> _Input_
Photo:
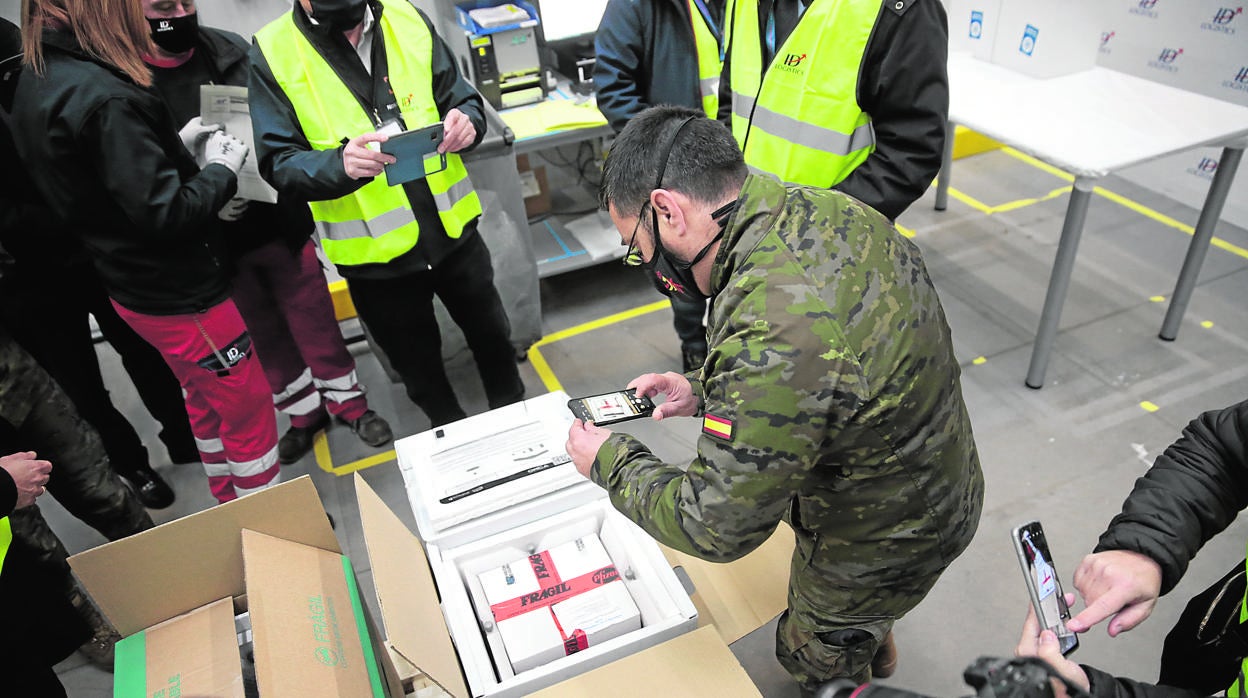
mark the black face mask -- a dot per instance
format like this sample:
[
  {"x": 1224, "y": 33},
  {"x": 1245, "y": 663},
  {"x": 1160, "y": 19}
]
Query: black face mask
[
  {"x": 176, "y": 35},
  {"x": 670, "y": 275},
  {"x": 340, "y": 15},
  {"x": 673, "y": 276}
]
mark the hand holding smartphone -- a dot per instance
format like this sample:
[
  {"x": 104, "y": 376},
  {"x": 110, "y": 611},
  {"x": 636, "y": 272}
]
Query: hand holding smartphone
[
  {"x": 612, "y": 407},
  {"x": 1043, "y": 587}
]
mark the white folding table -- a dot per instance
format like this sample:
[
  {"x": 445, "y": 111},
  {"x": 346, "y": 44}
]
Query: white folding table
[{"x": 1090, "y": 124}]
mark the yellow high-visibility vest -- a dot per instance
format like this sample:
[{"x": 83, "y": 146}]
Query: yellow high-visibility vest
[
  {"x": 5, "y": 538},
  {"x": 375, "y": 224},
  {"x": 799, "y": 120},
  {"x": 1238, "y": 687},
  {"x": 709, "y": 63}
]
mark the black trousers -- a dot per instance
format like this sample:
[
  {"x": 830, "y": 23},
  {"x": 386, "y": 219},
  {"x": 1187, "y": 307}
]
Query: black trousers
[
  {"x": 399, "y": 316},
  {"x": 49, "y": 319},
  {"x": 81, "y": 480}
]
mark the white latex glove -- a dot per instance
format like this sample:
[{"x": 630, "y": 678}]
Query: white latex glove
[
  {"x": 224, "y": 149},
  {"x": 195, "y": 132},
  {"x": 234, "y": 209}
]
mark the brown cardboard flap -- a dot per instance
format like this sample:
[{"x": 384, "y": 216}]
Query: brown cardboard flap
[
  {"x": 194, "y": 561},
  {"x": 307, "y": 637},
  {"x": 741, "y": 596},
  {"x": 407, "y": 593},
  {"x": 697, "y": 663}
]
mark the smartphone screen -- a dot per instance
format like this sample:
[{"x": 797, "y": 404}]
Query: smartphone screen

> _Task directions_
For this exercise, write the listing out again exactly, excluding all images.

> _Task output_
Photo:
mark the black face mask -- a dot per instance
format like this sample:
[
  {"x": 1224, "y": 33},
  {"x": 1245, "y": 663},
  {"x": 1160, "y": 19}
]
Query: black face mask
[
  {"x": 176, "y": 35},
  {"x": 670, "y": 275},
  {"x": 340, "y": 15},
  {"x": 673, "y": 276}
]
mark the hand holding smartphone -- a dot per instance
format like this sample:
[
  {"x": 104, "y": 376},
  {"x": 110, "y": 611},
  {"x": 636, "y": 272}
]
Query: hand holding smartphone
[
  {"x": 612, "y": 407},
  {"x": 1043, "y": 587}
]
mark the white folding table -- a dot per instance
format like this sample:
[
  {"x": 445, "y": 111},
  {"x": 346, "y": 44}
]
Query: white folding table
[{"x": 1090, "y": 124}]
mark the yellow high-visibility vest -- a dot per instance
format like this sample:
[{"x": 83, "y": 146}]
Query: yellow high-visibility vest
[
  {"x": 5, "y": 538},
  {"x": 375, "y": 224},
  {"x": 799, "y": 120},
  {"x": 1238, "y": 687},
  {"x": 709, "y": 63}
]
mark the black trousers -- a dot per instance
format like this sample:
[
  {"x": 830, "y": 23},
  {"x": 386, "y": 219},
  {"x": 1187, "y": 307}
]
Query: black trousers
[
  {"x": 399, "y": 316},
  {"x": 49, "y": 319},
  {"x": 81, "y": 480}
]
mark the white latex glove -- a dot per instance
format like this sample:
[{"x": 630, "y": 678}]
Query: white latex glove
[
  {"x": 224, "y": 149},
  {"x": 195, "y": 132},
  {"x": 234, "y": 209}
]
mark the brown cardboard flap -- a dot per instance
format like this sample:
[{"x": 384, "y": 216}]
Query: brown cardboard flap
[
  {"x": 194, "y": 561},
  {"x": 307, "y": 637},
  {"x": 741, "y": 596},
  {"x": 407, "y": 593},
  {"x": 697, "y": 663}
]
mark the smartphone screen -- a dot per instance
format like this sample:
[{"x": 797, "y": 404}]
Query: smartphone screen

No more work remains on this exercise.